** Supplied passage follows **
What is the burden of proof to obtain an Article 81 guardianship in New York?

In an Article 81 guardianship proceeding in New York, the burden of proof falls on the petitioner, who is seeking the appointment of a guardian for an incapacitated person. The petitioner must provide clear and convincing evidence to establish the need for guardianship.

The burden of proof in an Article 81 proceeding is higher than a simple preponderance of the evidence but lower than the “beyond a reasonable doubt” standard used in criminal cases. “Clear and convincing evidence” means that the evidence presented must be highly and substantially more probable to be true than not.

The petitioner must demonstrate to the court that the alleged incapacitated person lacks the capacity to manage their personal and/or financial affairs, and that the appointment of a guardian is necessary to protect their interests. This requires presenting detailed evidence, witness testimonies, and other relevant documentation.

It’s important to consult with an attorney experienced in Article 81 proceedings to understand the specific requirements and prepare a strong case to meet the burden of proof. The attorneys at Coughlin & Gerhart can guide you through the process and help gather the necessary evidence to support the guardianship petition.

What are the responsibilities of an Article 81 guardian in New York?

An Article 81 guardian in New York has several important responsibilities to fulfill while acting in the best interests of the incapacitated person:

Personal Needs: The guardian is responsible for ensuring the personal needs of the incapacitated person are met. This includes making decisions related to their healthcare, living arrangements, and overall well-being.

Financial Management: The guardian is tasked with managing the incapacitated person’s finances and assets. This involves paying bills, managing income and expenses, handling investments, and protecting the person’s financial interests.

Decision-making: The guardian has the authority to make decisions on behalf of the incapacitated person, but these decisions should always prioritize the person’s wishes, preferences, and values to the greatest extent possible.

Reporting: The guardian is required to provide regular reports to the court, detailing the person’s condition, the actions taken, and the management of their personal and financial affairs.

Advocacy: The guardian serves as an advocate for the incapacitated person, protecting their rights and ensuring their voice is heard in legal and administrative proceedings.

Regular Monitoring: The guardian must regularly monitor the well-being and needs of the incapacitated person, adjusting their actions and decisions accordingly.

It’s crucial for an Article 81 guardian to act in the best interests of the incapacitated person, maintain transparency, and comply with all legal and fiduciary obligations.

Who can apply to be an Article 81 guardian in New York?

In New York, various parties can apply to be an Article 81 guardian, subject to court approval. The following individuals or entities may seek guardianship:

Family Members: Spouses, adult children, parents, siblings, or other relatives of the incapacitated person can apply to be a guardian. The court generally gives preference to family members when determining suitable guardians.

Friends or Close Associates: Individuals who have a close relationship with the incapacitated person, such as close friends or trusted associates, may apply to become their guardian.

Non-Profit Organizations: Certain non-profit organizations, particularly those specializing in guardianship services or advocacy for individuals with disabilities, may seek appointment as a guardian.

Professional Guardians: In some cases, a professional guardian may be appointed. These are individuals or entities who are specifically trained and licensed to serve as guardians.

The court will evaluate each applicant’s qualifications, suitability, and their ability to act in the best interests of the incapacitated person. Factors such as the applicant’s knowledge, experience, integrity, availability, and willingness to serve will be considered during the selection process.
** End of Supplied passage **
*What to produce*
According to the Article 81 guardianship text, which applicants does the court generally prefer when choosing a guardian?
** Available data follows **
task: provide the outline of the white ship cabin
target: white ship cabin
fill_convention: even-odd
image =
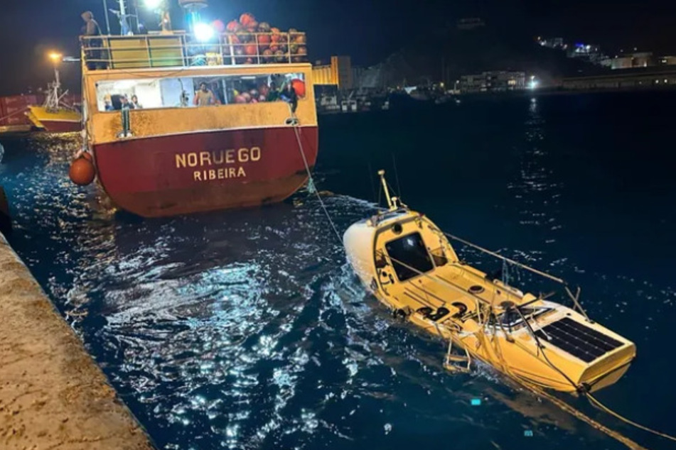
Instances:
[[[301,99],[311,72],[301,32],[224,33],[208,42],[184,31],[80,40],[97,112],[127,104],[152,109],[288,101],[289,84]]]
** End of Available data **
*Answer to this task*
Family members of the incapacitated person.